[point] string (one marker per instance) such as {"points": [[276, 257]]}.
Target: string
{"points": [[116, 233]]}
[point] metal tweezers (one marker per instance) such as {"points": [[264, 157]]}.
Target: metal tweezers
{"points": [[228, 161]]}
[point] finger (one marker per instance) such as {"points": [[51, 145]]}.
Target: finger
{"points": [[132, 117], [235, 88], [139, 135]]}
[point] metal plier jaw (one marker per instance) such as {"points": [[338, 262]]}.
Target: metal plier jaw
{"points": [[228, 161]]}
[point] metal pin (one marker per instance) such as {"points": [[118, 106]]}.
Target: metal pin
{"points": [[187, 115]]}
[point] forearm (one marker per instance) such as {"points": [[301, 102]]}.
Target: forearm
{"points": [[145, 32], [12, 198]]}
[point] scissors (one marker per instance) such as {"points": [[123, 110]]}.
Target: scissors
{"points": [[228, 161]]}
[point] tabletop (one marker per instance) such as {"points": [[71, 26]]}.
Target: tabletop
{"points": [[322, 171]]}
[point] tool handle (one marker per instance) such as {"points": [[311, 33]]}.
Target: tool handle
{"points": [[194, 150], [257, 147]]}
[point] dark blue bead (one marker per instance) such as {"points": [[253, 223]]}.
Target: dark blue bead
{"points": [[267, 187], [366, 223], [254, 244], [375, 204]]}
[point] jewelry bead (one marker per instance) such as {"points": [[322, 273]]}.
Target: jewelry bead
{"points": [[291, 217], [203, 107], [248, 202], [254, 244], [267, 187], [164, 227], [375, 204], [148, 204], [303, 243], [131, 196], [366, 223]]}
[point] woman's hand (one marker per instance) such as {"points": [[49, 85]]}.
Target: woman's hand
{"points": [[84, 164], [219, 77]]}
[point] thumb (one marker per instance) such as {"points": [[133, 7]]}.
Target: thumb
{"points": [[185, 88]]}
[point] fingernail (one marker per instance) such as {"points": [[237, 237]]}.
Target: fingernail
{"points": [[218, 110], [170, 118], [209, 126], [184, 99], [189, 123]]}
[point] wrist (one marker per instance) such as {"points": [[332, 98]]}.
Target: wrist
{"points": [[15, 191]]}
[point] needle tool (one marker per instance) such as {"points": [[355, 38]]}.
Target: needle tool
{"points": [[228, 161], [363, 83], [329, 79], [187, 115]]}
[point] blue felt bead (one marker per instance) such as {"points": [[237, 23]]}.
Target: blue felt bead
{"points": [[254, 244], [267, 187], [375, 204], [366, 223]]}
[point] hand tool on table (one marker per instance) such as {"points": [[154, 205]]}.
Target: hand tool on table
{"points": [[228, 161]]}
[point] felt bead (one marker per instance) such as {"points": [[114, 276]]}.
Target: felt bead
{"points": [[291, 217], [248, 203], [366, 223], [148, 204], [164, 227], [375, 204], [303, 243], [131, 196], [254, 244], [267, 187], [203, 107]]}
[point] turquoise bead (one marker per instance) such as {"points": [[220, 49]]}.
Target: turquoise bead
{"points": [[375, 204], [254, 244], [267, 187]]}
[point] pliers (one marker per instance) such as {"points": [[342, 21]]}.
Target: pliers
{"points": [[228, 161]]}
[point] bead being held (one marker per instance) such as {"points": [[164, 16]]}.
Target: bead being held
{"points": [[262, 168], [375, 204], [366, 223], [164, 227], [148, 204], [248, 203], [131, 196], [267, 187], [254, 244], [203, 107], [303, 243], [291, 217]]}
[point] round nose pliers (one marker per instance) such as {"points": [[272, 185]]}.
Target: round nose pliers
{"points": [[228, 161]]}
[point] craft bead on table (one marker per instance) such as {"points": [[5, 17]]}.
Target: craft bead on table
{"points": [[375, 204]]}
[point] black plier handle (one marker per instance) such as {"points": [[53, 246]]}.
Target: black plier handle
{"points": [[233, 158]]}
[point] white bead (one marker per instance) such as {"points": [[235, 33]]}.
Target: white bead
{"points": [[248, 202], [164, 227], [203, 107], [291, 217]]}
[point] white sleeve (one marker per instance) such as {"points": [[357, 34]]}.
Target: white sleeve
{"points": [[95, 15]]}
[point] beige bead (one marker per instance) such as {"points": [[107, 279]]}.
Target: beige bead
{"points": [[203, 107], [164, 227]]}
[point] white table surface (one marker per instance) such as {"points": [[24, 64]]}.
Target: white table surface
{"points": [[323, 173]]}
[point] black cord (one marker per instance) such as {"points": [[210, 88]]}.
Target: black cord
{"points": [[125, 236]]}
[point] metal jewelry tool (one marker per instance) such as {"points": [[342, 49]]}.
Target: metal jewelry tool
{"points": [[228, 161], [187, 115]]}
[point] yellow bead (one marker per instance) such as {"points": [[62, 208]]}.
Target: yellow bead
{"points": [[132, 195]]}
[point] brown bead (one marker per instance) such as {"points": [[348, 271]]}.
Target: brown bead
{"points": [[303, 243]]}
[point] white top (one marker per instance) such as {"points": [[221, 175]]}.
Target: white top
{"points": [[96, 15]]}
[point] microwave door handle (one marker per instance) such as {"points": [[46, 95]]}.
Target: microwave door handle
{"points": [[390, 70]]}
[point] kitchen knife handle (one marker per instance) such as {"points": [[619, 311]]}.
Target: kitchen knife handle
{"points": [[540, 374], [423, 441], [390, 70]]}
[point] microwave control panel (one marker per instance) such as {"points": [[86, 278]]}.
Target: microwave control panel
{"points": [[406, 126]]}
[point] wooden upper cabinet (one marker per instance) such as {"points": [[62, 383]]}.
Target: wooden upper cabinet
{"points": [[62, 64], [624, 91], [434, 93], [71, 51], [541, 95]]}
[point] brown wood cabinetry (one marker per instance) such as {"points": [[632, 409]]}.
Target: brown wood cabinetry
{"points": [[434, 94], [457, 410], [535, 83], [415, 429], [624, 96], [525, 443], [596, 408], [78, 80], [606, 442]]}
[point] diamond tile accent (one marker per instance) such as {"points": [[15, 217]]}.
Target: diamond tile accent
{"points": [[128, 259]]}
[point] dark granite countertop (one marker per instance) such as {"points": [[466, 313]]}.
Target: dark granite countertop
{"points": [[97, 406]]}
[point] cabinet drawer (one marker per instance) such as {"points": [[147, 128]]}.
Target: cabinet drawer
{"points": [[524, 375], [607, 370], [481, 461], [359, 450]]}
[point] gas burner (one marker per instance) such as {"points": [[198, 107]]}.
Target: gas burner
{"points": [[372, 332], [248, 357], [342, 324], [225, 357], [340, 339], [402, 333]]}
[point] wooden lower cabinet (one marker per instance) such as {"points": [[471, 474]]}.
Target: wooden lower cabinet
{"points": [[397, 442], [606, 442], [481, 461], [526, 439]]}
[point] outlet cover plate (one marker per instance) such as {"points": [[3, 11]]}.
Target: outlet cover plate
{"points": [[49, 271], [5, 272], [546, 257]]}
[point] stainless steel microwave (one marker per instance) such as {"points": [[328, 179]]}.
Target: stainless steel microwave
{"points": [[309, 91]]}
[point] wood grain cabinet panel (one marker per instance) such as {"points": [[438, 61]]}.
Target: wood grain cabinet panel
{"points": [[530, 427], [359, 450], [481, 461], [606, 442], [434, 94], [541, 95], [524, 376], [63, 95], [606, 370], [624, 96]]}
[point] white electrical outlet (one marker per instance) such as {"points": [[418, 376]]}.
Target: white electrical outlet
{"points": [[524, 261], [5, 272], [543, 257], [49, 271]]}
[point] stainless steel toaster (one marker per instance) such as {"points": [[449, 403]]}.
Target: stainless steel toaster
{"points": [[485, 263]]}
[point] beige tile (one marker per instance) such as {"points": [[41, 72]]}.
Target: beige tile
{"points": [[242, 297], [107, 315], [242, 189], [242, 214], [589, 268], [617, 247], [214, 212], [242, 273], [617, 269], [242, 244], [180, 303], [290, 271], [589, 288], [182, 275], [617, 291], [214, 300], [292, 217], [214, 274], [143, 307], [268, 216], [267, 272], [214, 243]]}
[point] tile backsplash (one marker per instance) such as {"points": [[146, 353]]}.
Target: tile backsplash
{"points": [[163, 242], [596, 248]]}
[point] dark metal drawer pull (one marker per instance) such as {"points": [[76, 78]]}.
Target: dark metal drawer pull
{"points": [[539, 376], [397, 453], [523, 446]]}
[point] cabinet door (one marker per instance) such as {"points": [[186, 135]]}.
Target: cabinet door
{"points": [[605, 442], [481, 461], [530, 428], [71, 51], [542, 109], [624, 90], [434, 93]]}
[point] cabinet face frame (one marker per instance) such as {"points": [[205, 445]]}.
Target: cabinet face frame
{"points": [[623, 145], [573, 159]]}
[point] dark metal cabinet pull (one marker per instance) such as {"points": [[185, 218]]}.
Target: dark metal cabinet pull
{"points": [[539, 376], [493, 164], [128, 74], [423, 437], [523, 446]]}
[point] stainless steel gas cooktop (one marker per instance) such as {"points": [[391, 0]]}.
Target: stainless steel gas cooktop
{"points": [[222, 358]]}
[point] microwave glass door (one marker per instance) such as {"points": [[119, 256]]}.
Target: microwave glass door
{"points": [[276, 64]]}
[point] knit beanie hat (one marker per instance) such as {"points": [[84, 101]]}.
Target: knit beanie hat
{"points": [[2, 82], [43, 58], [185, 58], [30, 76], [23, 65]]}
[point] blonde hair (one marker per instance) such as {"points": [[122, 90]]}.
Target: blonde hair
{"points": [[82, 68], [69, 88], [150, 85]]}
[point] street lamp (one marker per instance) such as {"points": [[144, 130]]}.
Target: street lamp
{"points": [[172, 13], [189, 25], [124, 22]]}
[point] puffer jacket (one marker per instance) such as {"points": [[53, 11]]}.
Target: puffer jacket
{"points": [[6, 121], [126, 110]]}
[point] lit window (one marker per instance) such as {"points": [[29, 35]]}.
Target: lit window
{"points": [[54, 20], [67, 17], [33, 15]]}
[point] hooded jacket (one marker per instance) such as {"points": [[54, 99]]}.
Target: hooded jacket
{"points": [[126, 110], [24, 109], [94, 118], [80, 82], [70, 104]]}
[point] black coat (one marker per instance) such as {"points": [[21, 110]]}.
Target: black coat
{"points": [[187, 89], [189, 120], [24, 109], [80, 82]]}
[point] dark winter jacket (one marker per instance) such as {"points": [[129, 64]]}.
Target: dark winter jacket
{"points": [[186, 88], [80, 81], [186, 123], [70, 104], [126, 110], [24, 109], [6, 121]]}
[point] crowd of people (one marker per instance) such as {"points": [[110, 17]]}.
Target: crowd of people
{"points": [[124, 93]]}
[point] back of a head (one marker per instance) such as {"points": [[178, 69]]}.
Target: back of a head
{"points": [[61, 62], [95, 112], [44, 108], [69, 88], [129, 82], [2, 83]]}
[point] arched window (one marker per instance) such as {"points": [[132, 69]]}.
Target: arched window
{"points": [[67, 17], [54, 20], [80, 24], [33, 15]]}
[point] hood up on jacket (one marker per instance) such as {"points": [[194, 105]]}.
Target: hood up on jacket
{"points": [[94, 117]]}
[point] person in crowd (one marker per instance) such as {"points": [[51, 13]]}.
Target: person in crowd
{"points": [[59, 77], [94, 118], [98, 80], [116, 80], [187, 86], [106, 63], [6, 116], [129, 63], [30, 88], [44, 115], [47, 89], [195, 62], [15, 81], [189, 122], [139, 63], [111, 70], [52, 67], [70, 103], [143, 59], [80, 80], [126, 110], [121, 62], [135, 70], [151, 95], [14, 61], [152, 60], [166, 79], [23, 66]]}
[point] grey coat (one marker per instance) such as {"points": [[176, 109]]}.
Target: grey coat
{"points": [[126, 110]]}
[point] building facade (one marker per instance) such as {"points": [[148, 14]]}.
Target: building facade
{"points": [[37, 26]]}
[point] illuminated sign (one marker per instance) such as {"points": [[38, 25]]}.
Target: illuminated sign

= = = =

Write out only the final block of lines, starting at the line with "[point] hood up" and running to the end of the material.

[point] hood up on jacket (one marker per instance) such as {"points": [[194, 105]]}.
Target: hood up on jacket
{"points": [[94, 117]]}
[point] person in crowd (one marker per instance) such as {"points": [[51, 13]]}.
Target: person in crowd
{"points": [[59, 77], [94, 118], [98, 80], [116, 80], [187, 86], [106, 63], [6, 116], [129, 63], [30, 88], [44, 115], [47, 89], [195, 62], [15, 81], [189, 122], [139, 63], [111, 70], [52, 67], [70, 103], [143, 59], [80, 80], [126, 110], [121, 62], [135, 70], [151, 95], [14, 61], [152, 60], [166, 79], [23, 66]]}
[point] grey coat (one marker per instance) such as {"points": [[176, 109]]}.
Target: grey coat
{"points": [[126, 110]]}
[point] building facade (one marker per instance) such as {"points": [[148, 14]]}.
Target: building facade
{"points": [[37, 26]]}
[point] illuminated sign (one marker per instance) such as {"points": [[38, 25]]}.
Target: illuminated sign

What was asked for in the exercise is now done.